> Seção do documento
╭──

FILOSOFAÇÕES DE UM 'PARAÍBA'

(À amiga poetisa e advogada Ângela Rolim)

Sem floreio nem rodeio, seguem infra alguns pareceres – verdade que todos meio esdrúxulos – da língua sem peias de Seu Joãozinho Bilé, paraibano de Catolé do Rocha, de quem só tive o prazer de lhe apertar a mão, por duas magras vezes.

Mas, já nos anos do depois, um palpite vem-me de Seu Manuel Pretinho, morador aqui do bairro, e também catoleense: “ah, o homem Joãozinho Bilé era um cabra verdadeiramente da peste. Falava desabotoado, que nem o gavião faz o voo.” Então, pelos ditos e ouvido de Seu Pretinho, aqui vai tudo em fraseado fiel, estilo de livre-pensador.

╰──

> Amostra dos dados
╭──

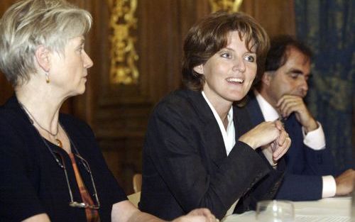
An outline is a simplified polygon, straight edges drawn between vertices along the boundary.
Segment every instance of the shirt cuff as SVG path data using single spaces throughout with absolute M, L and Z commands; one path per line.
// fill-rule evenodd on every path
M 317 121 L 318 128 L 312 131 L 308 132 L 307 134 L 305 131 L 305 128 L 302 128 L 303 134 L 303 143 L 310 148 L 315 150 L 320 150 L 325 148 L 325 136 L 323 128 L 320 122 Z
M 334 196 L 337 192 L 337 184 L 333 176 L 323 176 L 323 189 L 322 191 L 322 198 Z

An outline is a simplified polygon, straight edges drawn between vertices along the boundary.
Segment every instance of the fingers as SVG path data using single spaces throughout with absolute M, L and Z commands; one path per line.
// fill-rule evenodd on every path
M 219 221 L 216 218 L 211 211 L 205 208 L 197 209 L 191 211 L 187 216 L 192 216 L 190 218 L 191 221 L 206 221 L 206 222 L 217 222 Z
M 278 145 L 275 149 L 275 151 L 273 153 L 273 157 L 274 160 L 278 160 L 281 158 L 288 150 L 290 146 L 291 145 L 291 139 L 288 136 L 285 138 L 284 143 L 282 145 Z
M 283 117 L 288 117 L 293 112 L 300 111 L 305 109 L 306 106 L 300 96 L 285 95 L 278 101 L 277 106 Z

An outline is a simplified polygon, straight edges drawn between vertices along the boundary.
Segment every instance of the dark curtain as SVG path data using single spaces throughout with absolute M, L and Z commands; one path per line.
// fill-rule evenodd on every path
M 295 0 L 297 38 L 314 52 L 306 101 L 323 126 L 339 170 L 354 166 L 354 2 Z

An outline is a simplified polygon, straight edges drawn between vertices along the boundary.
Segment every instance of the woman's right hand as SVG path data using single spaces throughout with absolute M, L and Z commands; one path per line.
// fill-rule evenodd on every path
M 197 209 L 172 222 L 217 222 L 219 221 L 207 209 Z
M 270 148 L 274 160 L 280 159 L 288 150 L 291 140 L 279 121 L 263 122 L 239 138 L 239 141 L 253 149 Z

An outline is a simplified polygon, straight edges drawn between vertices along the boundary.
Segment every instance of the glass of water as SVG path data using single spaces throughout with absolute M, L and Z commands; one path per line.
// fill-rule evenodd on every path
M 256 221 L 263 222 L 293 222 L 295 208 L 291 201 L 262 201 L 256 204 Z

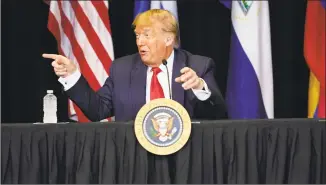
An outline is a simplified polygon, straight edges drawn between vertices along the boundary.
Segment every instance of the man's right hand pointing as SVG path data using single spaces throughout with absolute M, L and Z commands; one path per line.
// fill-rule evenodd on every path
M 53 59 L 52 66 L 58 77 L 67 77 L 77 70 L 76 65 L 68 58 L 56 54 L 43 54 L 44 58 Z

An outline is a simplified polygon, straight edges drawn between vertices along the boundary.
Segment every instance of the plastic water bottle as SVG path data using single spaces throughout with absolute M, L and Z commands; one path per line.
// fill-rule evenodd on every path
M 47 90 L 43 98 L 43 123 L 57 123 L 57 97 Z

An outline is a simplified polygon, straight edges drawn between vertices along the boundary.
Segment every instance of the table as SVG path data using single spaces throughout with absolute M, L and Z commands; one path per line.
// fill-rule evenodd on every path
M 1 183 L 326 183 L 326 122 L 193 124 L 179 152 L 155 156 L 133 123 L 2 124 Z

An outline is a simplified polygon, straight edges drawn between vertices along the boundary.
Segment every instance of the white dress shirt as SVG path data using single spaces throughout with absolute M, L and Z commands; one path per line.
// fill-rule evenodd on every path
M 174 61 L 174 51 L 172 51 L 170 57 L 166 60 L 167 61 L 167 68 L 169 70 L 169 80 L 170 80 L 170 88 L 171 91 L 172 90 L 172 69 L 173 69 L 173 61 Z M 162 72 L 160 72 L 157 75 L 158 81 L 162 86 L 163 92 L 164 92 L 164 96 L 165 98 L 170 98 L 170 93 L 169 93 L 169 86 L 168 86 L 168 82 L 167 82 L 167 71 L 166 71 L 166 67 L 161 64 L 159 66 L 159 68 L 162 70 Z M 151 71 L 151 67 L 148 67 L 147 69 L 147 80 L 146 80 L 146 102 L 150 101 L 150 85 L 151 85 L 151 79 L 153 76 L 153 72 Z M 63 85 L 64 90 L 67 91 L 68 89 L 70 89 L 72 86 L 74 86 L 77 81 L 79 80 L 81 76 L 80 71 L 77 69 L 73 74 L 62 78 L 59 78 L 59 82 Z M 182 84 L 180 84 L 182 85 Z M 201 101 L 205 101 L 207 100 L 210 96 L 211 96 L 211 92 L 207 87 L 206 82 L 204 81 L 204 90 L 196 90 L 196 89 L 192 89 L 193 93 L 195 94 L 195 96 L 201 100 Z M 171 96 L 172 96 L 172 92 L 171 92 Z

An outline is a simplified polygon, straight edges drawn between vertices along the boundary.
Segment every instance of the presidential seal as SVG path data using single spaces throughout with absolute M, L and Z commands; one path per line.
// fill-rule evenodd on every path
M 138 142 L 156 155 L 179 151 L 188 141 L 191 120 L 186 109 L 170 99 L 155 99 L 145 104 L 135 119 Z

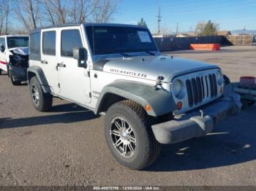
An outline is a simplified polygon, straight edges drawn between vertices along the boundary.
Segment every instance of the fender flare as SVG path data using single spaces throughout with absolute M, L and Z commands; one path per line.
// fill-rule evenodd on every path
M 153 117 L 168 114 L 177 109 L 172 94 L 166 90 L 156 89 L 154 86 L 136 82 L 117 80 L 105 86 L 101 91 L 94 109 L 96 114 L 101 112 L 105 98 L 109 93 L 132 100 L 143 108 L 146 105 L 151 106 L 151 110 L 147 113 Z
M 39 66 L 33 66 L 27 69 L 28 84 L 33 76 L 36 76 L 44 93 L 50 93 L 50 87 L 46 79 L 44 72 Z

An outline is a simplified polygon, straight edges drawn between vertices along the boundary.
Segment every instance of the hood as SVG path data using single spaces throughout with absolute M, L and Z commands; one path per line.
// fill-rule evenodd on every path
M 218 68 L 216 65 L 165 55 L 114 58 L 101 62 L 104 63 L 101 64 L 103 71 L 154 81 L 157 77 L 163 76 L 165 82 L 186 73 Z
M 22 55 L 28 55 L 29 53 L 29 50 L 28 47 L 10 48 L 9 49 L 9 51 Z

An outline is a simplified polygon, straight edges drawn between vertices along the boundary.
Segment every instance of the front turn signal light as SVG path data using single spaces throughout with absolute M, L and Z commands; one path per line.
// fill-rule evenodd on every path
M 182 102 L 181 101 L 178 101 L 177 103 L 177 109 L 178 109 L 178 110 L 181 110 L 181 108 L 182 108 Z
M 145 110 L 146 110 L 146 112 L 149 112 L 149 111 L 151 110 L 151 107 L 149 105 L 146 105 L 146 106 L 145 106 Z

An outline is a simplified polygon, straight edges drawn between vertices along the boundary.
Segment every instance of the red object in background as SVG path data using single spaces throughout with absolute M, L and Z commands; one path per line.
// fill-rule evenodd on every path
M 190 50 L 219 50 L 219 44 L 190 44 Z
M 240 85 L 244 86 L 255 86 L 256 78 L 254 77 L 240 77 Z

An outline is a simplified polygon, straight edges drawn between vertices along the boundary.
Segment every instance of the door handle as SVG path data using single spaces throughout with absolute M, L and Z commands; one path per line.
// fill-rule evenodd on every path
M 43 63 L 43 64 L 48 64 L 48 62 L 46 61 L 45 60 L 45 61 L 41 61 L 41 63 Z
M 64 63 L 57 63 L 57 67 L 66 68 L 66 64 L 64 64 Z

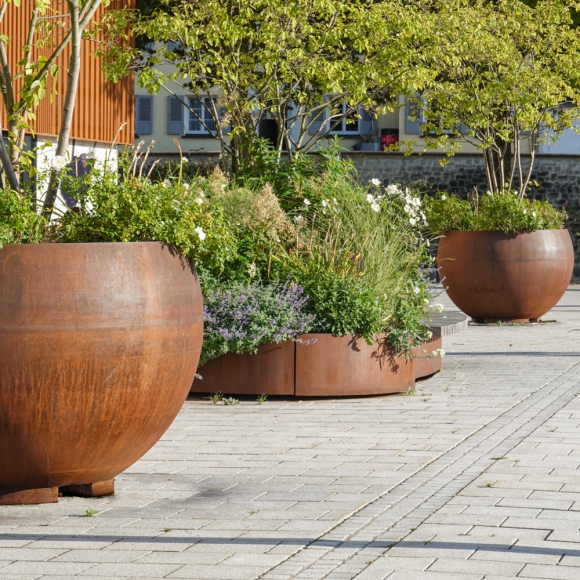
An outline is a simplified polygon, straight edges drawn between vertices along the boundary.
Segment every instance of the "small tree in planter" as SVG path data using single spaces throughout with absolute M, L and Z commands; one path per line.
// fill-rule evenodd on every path
M 14 39 L 0 36 L 9 121 L 8 145 L 0 139 L 0 505 L 113 493 L 113 478 L 159 439 L 193 381 L 203 335 L 194 264 L 219 270 L 233 249 L 220 211 L 181 181 L 154 184 L 130 161 L 122 175 L 106 165 L 82 179 L 64 170 L 81 34 L 99 2 L 67 5 L 71 29 L 58 44 L 50 3 L 26 5 L 29 42 L 14 78 Z M 24 8 L 4 2 L 0 17 Z M 47 46 L 46 59 L 35 56 Z M 65 48 L 58 162 L 40 171 L 48 187 L 37 208 L 34 184 L 21 179 L 32 159 L 23 135 Z M 77 203 L 64 215 L 53 211 L 60 182 Z
M 483 154 L 488 189 L 531 183 L 538 146 L 580 119 L 580 35 L 560 0 L 451 0 L 436 8 L 433 80 L 411 98 L 429 147 Z M 525 162 L 527 161 L 527 163 Z
M 580 35 L 559 0 L 451 0 L 436 8 L 433 80 L 416 97 L 427 146 L 483 154 L 488 195 L 428 204 L 442 232 L 437 260 L 451 299 L 478 321 L 537 320 L 573 269 L 564 216 L 530 203 L 538 146 L 580 117 Z
M 331 152 L 323 159 L 301 178 L 302 166 L 265 163 L 296 182 L 263 176 L 280 184 L 280 202 L 269 185 L 239 188 L 222 177 L 207 186 L 216 192 L 210 205 L 237 224 L 239 251 L 210 290 L 209 362 L 194 390 L 346 395 L 412 386 L 403 355 L 429 339 L 421 202 L 378 180 L 357 184 L 352 165 Z
M 428 17 L 399 0 L 167 2 L 138 19 L 155 42 L 139 83 L 177 99 L 237 172 L 264 119 L 276 123 L 278 156 L 292 156 L 362 106 L 393 108 L 426 74 L 417 47 Z

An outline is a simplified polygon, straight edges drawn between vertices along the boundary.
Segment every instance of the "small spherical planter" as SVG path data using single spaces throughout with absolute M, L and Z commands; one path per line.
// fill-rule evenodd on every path
M 296 342 L 263 344 L 256 354 L 228 353 L 199 369 L 194 393 L 339 397 L 403 393 L 415 379 L 441 369 L 432 352 L 441 337 L 413 349 L 413 358 L 393 356 L 360 336 L 303 334 Z
M 0 249 L 0 504 L 112 493 L 195 376 L 199 282 L 159 243 Z
M 439 275 L 449 298 L 476 321 L 529 322 L 563 296 L 574 268 L 568 230 L 443 232 Z

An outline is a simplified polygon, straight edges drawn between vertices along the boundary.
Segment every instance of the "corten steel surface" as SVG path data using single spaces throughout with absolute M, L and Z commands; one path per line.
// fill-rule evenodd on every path
M 426 347 L 431 354 L 441 348 L 441 337 Z M 340 397 L 383 395 L 405 392 L 415 378 L 441 369 L 440 358 L 425 358 L 414 349 L 417 359 L 406 361 L 369 346 L 353 336 L 303 334 L 297 342 L 263 344 L 257 354 L 220 356 L 199 369 L 192 393 L 238 395 L 296 395 Z
M 529 321 L 563 296 L 574 267 L 567 230 L 444 232 L 437 266 L 449 298 L 484 321 Z
M 297 396 L 384 395 L 415 384 L 413 363 L 362 337 L 304 334 L 296 343 Z M 316 339 L 316 342 L 306 344 Z
M 0 34 L 6 34 L 10 39 L 7 45 L 8 61 L 12 74 L 21 70 L 18 61 L 24 58 L 22 47 L 27 43 L 28 26 L 33 6 L 30 0 L 22 2 L 20 7 L 10 2 L 4 19 L 0 23 Z M 107 8 L 102 6 L 97 10 L 94 21 L 99 21 L 107 10 L 118 10 L 123 7 L 134 8 L 135 0 L 113 0 Z M 68 9 L 65 0 L 51 0 L 48 12 L 54 25 L 52 35 L 55 43 L 59 43 L 70 26 L 68 24 Z M 63 16 L 61 16 L 63 15 Z M 133 40 L 129 40 L 133 42 Z M 75 115 L 72 124 L 71 138 L 86 139 L 111 143 L 117 130 L 127 123 L 117 137 L 117 143 L 133 144 L 134 142 L 134 84 L 133 74 L 122 78 L 118 83 L 105 81 L 102 72 L 102 62 L 94 54 L 95 43 L 85 39 L 82 42 L 82 68 L 76 99 Z M 32 56 L 50 56 L 49 48 L 33 48 Z M 64 49 L 57 59 L 59 71 L 56 79 L 48 76 L 46 81 L 46 97 L 40 101 L 35 111 L 36 119 L 32 121 L 34 130 L 39 135 L 58 135 L 62 120 L 64 97 L 67 86 L 67 68 L 70 57 L 70 45 Z M 19 81 L 15 81 L 19 86 Z M 49 94 L 52 88 L 57 89 L 53 102 Z M 0 121 L 6 128 L 6 111 L 0 108 Z
M 159 243 L 0 249 L 0 489 L 112 479 L 193 381 L 199 282 Z
M 195 393 L 294 394 L 294 342 L 262 344 L 256 354 L 228 353 L 207 362 L 191 388 Z
M 441 370 L 441 358 L 433 356 L 433 351 L 442 348 L 442 346 L 443 338 L 437 336 L 413 349 L 413 373 L 415 379 L 429 377 Z

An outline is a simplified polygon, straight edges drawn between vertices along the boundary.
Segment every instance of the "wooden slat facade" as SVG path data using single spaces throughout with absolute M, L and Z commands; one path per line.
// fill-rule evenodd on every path
M 134 4 L 135 0 L 113 0 L 108 8 L 99 8 L 95 19 L 98 19 L 104 10 L 119 9 L 125 6 L 132 8 Z M 10 38 L 8 58 L 13 74 L 18 70 L 16 63 L 23 58 L 22 46 L 26 43 L 32 6 L 33 0 L 22 0 L 19 8 L 10 3 L 4 21 L 0 24 L 0 32 Z M 66 2 L 64 0 L 51 2 L 50 13 L 52 15 L 67 14 Z M 55 40 L 58 42 L 68 31 L 67 18 L 56 18 L 55 21 L 63 25 L 54 29 Z M 119 134 L 117 143 L 133 144 L 134 76 L 130 74 L 116 84 L 106 82 L 101 71 L 100 59 L 94 55 L 94 50 L 94 43 L 83 40 L 81 78 L 71 138 L 111 143 L 119 127 L 123 123 L 127 123 Z M 56 81 L 49 78 L 47 96 L 36 110 L 36 121 L 33 126 L 39 137 L 58 135 L 67 84 L 69 54 L 69 49 L 65 49 L 61 53 L 58 59 L 59 72 Z M 51 92 L 53 82 L 56 82 L 58 94 L 54 96 L 51 103 L 48 95 Z M 2 126 L 6 128 L 6 111 L 2 111 L 2 116 Z

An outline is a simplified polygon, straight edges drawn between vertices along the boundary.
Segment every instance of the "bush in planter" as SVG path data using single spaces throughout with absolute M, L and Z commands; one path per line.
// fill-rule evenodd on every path
M 256 353 L 258 346 L 309 332 L 314 316 L 305 312 L 308 296 L 297 284 L 204 279 L 204 344 L 200 364 L 228 352 Z
M 369 343 L 386 332 L 396 352 L 408 353 L 428 338 L 421 201 L 378 180 L 362 186 L 349 163 L 333 163 L 339 180 L 326 171 L 310 177 L 311 198 L 299 190 L 292 200 L 299 243 L 279 257 L 276 275 L 304 286 L 319 332 L 362 334 Z
M 574 266 L 566 213 L 501 191 L 425 199 L 451 300 L 478 321 L 537 320 L 562 297 Z
M 112 493 L 193 381 L 203 308 L 184 257 L 219 270 L 234 251 L 220 209 L 183 184 L 126 167 L 67 181 L 78 207 L 51 219 L 0 190 L 0 504 Z
M 505 190 L 497 194 L 477 193 L 469 200 L 440 193 L 424 200 L 433 233 L 449 230 L 498 231 L 508 233 L 558 230 L 566 223 L 566 212 L 548 201 L 521 198 Z

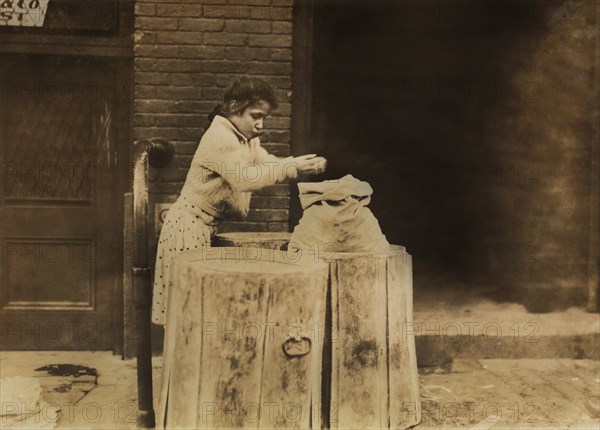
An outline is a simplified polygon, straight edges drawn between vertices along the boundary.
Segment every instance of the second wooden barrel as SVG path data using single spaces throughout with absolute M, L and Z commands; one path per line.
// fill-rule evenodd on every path
M 421 421 L 412 330 L 412 258 L 387 253 L 320 254 L 329 263 L 331 428 L 408 428 Z

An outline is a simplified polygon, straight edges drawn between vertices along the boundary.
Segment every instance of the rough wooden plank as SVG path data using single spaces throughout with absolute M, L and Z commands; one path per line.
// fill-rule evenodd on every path
M 338 361 L 334 363 L 339 366 L 337 426 L 387 427 L 386 417 L 381 416 L 380 398 L 380 393 L 387 392 L 380 379 L 381 366 L 386 366 L 385 354 L 381 354 L 385 339 L 381 339 L 379 331 L 385 309 L 378 300 L 377 267 L 370 257 L 339 260 L 337 264 L 340 336 Z
M 387 258 L 390 428 L 408 428 L 421 420 L 415 339 L 411 329 L 411 263 L 406 253 Z
M 175 273 L 179 273 L 177 285 L 201 285 L 201 277 L 189 266 Z M 191 360 L 190 357 L 200 357 L 202 354 L 202 342 L 194 341 L 202 338 L 202 325 L 199 324 L 202 315 L 198 317 L 202 309 L 202 294 L 201 290 L 191 288 L 171 288 L 171 291 L 167 313 L 178 318 L 167 320 L 165 351 L 169 352 L 167 365 L 172 366 L 169 383 L 177 390 L 172 391 L 168 399 L 167 428 L 191 428 L 196 427 L 196 415 L 190 411 L 198 409 L 201 374 L 200 360 Z M 173 296 L 175 300 L 172 300 Z M 174 327 L 173 331 L 170 326 Z
M 580 411 L 566 402 L 563 395 L 552 388 L 543 378 L 520 365 L 507 360 L 481 360 L 486 370 L 508 385 L 523 401 L 517 406 L 520 422 L 539 424 L 544 420 L 553 426 L 561 423 L 575 423 L 581 419 Z
M 321 389 L 328 266 L 262 251 L 248 259 L 239 248 L 207 248 L 176 258 L 161 396 L 168 404 L 159 407 L 167 428 L 320 427 L 311 405 Z M 273 329 L 292 323 L 315 338 L 308 355 L 290 359 Z M 271 424 L 273 403 L 299 405 L 302 414 L 281 409 L 288 419 Z
M 233 263 L 235 264 L 235 263 Z M 258 422 L 268 287 L 247 275 L 205 275 L 201 428 L 255 428 Z M 264 327 L 264 326 L 263 326 Z
M 265 337 L 259 428 L 320 427 L 326 282 L 323 274 L 271 285 L 267 320 L 277 330 Z

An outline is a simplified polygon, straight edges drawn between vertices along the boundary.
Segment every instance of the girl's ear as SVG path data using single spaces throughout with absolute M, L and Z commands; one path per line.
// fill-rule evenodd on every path
M 239 113 L 240 110 L 240 103 L 237 100 L 231 100 L 229 102 L 229 112 L 231 112 L 232 114 L 237 114 Z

╰──

> Tarefas escritas
- a) No texto sobre Seu Joãozinho Bilé, resuma o parágrafo que começa com "Mas, já nos anos do depois" sem perder os fatos principais.
- b) Reproduza do texto sobre Seu Joãozinho Bilé todo o trecho que vai de "(À amiga poetisa" até "estilo de livre-pensador.".

> Respostas dos exercícios
- a) Anos depois, Seu Manuel Pretinho, morador do bairro e também catoleense, disse que Joãozinho Bilé era "um cabra verdadeiramente da peste" e falava sem amarras, como o gavião voa. Com base no que Seu Pretinho contou, os ditos seguem reproduzidos com fidelidade, em estilo de livre-pensador.

- b)
(À amiga poetisa e advogada Ângela Rolim)

Sem floreio nem rodeio, seguem infra alguns pareceres – verdade que todos meio esdrúxulos – da língua sem peias de Seu Joãozinho Bilé, paraibano de Catolé do Rocha, de quem só tive o prazer de lhe apertar a mão, por duas magras vezes.

Mas, já nos anos do depois, um palpite vem-me de Seu Manuel Pretinho, morador aqui do bairro, e também catoleense: “ah, o homem Joãozinho Bilé era um cabra verdadeiramente da peste. Falava desabotoado, que nem o gavião faz o voo.” Então, pelos ditos e ouvido de Seu Pretinho, aqui vai tudo em fraseado fiel, estilo de livre-pensador.